Instruction
Rewrite the records below as a numbered list, covering everything from the line containing "object_class = luggage cart" down to the line containing "[315,230,341,257]", with both of those lines included. Drop any blank lines, and leave the pictures out of your answer.

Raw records
____

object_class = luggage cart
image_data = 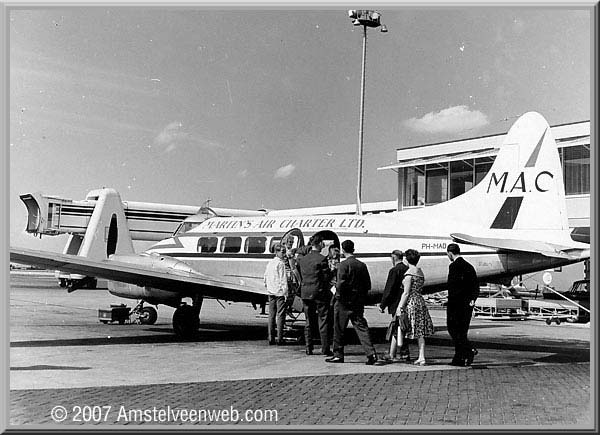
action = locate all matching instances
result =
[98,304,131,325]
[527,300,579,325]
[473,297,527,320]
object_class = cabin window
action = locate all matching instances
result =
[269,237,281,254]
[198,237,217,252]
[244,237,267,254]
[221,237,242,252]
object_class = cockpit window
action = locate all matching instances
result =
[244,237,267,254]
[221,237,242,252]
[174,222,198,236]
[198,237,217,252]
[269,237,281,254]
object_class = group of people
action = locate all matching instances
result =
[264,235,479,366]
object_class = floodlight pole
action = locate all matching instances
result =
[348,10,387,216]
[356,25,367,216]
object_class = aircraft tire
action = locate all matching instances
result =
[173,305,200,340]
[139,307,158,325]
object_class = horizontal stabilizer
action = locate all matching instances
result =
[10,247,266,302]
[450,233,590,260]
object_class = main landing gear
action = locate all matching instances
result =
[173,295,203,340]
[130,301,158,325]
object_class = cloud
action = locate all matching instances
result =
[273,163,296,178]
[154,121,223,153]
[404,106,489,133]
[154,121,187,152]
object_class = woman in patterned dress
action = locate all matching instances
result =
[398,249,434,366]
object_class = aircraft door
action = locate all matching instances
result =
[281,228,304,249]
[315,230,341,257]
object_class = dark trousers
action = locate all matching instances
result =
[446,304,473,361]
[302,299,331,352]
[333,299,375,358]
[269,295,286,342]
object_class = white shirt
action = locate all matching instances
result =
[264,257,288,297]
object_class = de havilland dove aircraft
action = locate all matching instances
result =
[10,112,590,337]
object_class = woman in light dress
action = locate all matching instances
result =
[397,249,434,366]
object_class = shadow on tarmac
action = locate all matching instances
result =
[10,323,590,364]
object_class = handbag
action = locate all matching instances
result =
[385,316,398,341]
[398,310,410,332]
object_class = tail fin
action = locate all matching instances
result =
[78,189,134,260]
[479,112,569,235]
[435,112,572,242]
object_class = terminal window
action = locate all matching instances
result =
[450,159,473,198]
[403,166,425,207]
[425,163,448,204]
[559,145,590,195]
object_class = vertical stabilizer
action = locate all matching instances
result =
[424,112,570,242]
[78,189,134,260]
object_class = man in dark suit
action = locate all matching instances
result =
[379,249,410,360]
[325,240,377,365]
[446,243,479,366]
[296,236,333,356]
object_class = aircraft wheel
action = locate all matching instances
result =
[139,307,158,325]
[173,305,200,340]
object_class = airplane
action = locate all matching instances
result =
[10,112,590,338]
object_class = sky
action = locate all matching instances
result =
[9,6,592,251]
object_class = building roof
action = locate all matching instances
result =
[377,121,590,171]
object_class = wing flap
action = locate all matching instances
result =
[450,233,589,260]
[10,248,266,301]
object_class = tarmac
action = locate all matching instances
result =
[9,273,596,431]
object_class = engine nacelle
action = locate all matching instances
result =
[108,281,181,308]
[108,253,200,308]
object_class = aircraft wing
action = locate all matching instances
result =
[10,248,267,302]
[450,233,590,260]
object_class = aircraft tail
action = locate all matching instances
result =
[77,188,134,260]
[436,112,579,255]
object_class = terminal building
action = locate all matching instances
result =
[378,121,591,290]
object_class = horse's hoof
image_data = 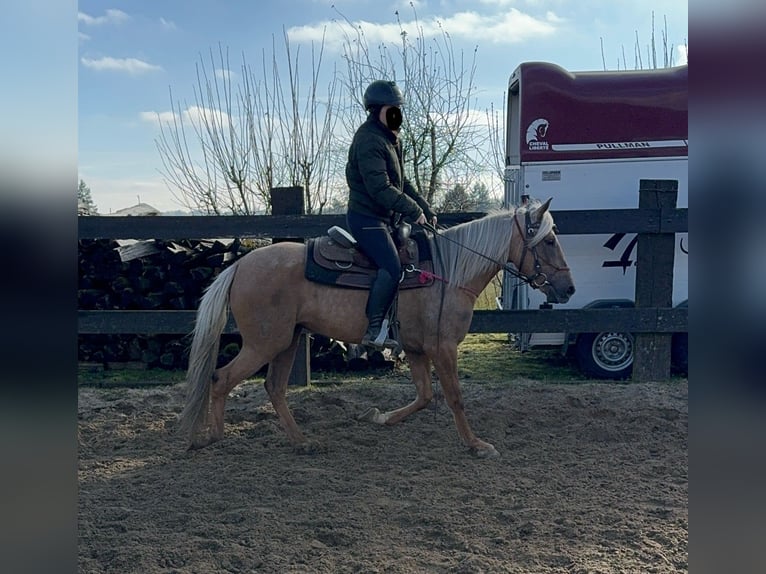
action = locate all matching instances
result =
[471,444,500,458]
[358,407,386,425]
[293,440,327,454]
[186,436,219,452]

____

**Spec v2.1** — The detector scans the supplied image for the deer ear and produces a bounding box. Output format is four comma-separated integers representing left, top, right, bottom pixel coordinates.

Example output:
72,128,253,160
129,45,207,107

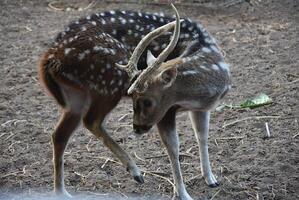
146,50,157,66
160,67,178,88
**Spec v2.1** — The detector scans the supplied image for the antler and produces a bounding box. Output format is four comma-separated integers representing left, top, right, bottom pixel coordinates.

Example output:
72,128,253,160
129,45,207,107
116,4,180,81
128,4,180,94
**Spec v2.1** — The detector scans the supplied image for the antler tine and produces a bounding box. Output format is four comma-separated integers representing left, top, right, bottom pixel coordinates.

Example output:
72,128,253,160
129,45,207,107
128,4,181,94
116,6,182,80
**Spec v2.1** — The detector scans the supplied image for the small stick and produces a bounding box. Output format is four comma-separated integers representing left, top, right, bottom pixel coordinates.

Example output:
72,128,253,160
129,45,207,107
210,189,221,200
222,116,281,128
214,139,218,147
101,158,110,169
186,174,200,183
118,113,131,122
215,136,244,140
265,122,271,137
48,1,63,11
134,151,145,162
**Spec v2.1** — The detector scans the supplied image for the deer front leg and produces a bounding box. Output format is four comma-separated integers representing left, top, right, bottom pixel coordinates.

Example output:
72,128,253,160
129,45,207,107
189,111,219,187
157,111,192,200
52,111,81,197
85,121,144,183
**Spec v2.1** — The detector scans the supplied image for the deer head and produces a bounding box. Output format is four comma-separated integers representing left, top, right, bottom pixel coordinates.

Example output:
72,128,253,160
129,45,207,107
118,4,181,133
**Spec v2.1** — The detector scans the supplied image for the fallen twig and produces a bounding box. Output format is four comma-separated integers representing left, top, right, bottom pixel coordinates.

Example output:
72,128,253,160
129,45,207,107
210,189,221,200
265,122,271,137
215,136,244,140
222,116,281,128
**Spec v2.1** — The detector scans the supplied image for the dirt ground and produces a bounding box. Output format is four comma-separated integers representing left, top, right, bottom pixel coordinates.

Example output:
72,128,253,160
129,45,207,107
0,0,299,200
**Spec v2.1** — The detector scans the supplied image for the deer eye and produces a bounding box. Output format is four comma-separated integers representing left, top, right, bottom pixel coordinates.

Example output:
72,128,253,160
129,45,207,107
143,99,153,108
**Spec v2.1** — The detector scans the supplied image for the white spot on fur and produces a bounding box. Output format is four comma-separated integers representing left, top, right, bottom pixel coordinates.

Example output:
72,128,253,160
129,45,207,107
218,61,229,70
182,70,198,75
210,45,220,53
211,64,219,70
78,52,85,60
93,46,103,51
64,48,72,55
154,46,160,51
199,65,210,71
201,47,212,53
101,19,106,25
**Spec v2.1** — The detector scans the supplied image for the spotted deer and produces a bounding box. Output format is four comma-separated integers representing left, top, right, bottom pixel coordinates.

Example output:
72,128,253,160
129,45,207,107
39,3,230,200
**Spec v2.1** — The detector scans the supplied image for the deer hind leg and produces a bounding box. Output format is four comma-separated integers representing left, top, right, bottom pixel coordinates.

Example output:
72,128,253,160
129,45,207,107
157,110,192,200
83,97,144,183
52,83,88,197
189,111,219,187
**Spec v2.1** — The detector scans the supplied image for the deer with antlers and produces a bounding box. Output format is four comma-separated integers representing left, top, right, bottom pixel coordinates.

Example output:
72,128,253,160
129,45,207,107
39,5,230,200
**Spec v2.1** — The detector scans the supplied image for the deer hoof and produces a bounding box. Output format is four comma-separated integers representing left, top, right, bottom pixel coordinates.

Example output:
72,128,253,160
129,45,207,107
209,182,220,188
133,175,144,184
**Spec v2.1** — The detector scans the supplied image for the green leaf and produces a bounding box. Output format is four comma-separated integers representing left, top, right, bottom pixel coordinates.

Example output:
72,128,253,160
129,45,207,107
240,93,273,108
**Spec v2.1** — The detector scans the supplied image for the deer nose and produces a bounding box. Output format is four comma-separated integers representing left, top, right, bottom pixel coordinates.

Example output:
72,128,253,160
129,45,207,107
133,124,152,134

____

Task response
1. object_class = luggage cart
2. image_data = 
3. action = locate all matching instances
4. result =
5. [98,304,131,325]
6. [527,300,579,325]
7. [473,297,527,320]
8. object_class = cabin window
9. action = locate all matching instances
10. result =
11. [269,237,281,254]
12. [198,237,217,252]
13. [244,237,267,254]
14. [221,237,242,252]
15. object_class = cockpit window
16. action = locate all matching instances
17. result =
18. [244,237,267,254]
19. [221,237,242,252]
20. [174,222,198,236]
21. [198,237,217,252]
22. [269,237,281,254]
23. object_class = group of people
24. action = locate all matching instances
25. result =
26. [264,235,479,366]
27. object_class = floodlight pole
28. action = locate all matching instances
29. result =
30. [348,10,387,216]
31. [356,25,367,216]
32. object_class = aircraft tire
33. action = locate all matching instances
34. result =
35. [173,305,200,340]
36. [139,307,158,325]
37. object_class = horizontal stabilizer
38. action = locate all matching instances
39. result =
40. [10,247,266,302]
41. [450,233,590,260]
42. object_class = main landing gear
43. action = locate all matching instances
44. result =
45. [173,295,203,340]
46. [130,301,158,325]
47. object_class = cloud
48. action = locate all matching instances
49. result =
50. [273,163,296,178]
51. [154,121,223,153]
52. [404,106,489,133]
53. [154,121,187,152]
54. object_class = woman in patterned dress
55. action = locate all matching instances
56. result =
57. [398,249,434,366]
58. object_class = aircraft door
59. action = locate all matching instances
60. result =
61. [281,228,304,249]
62. [315,230,341,257]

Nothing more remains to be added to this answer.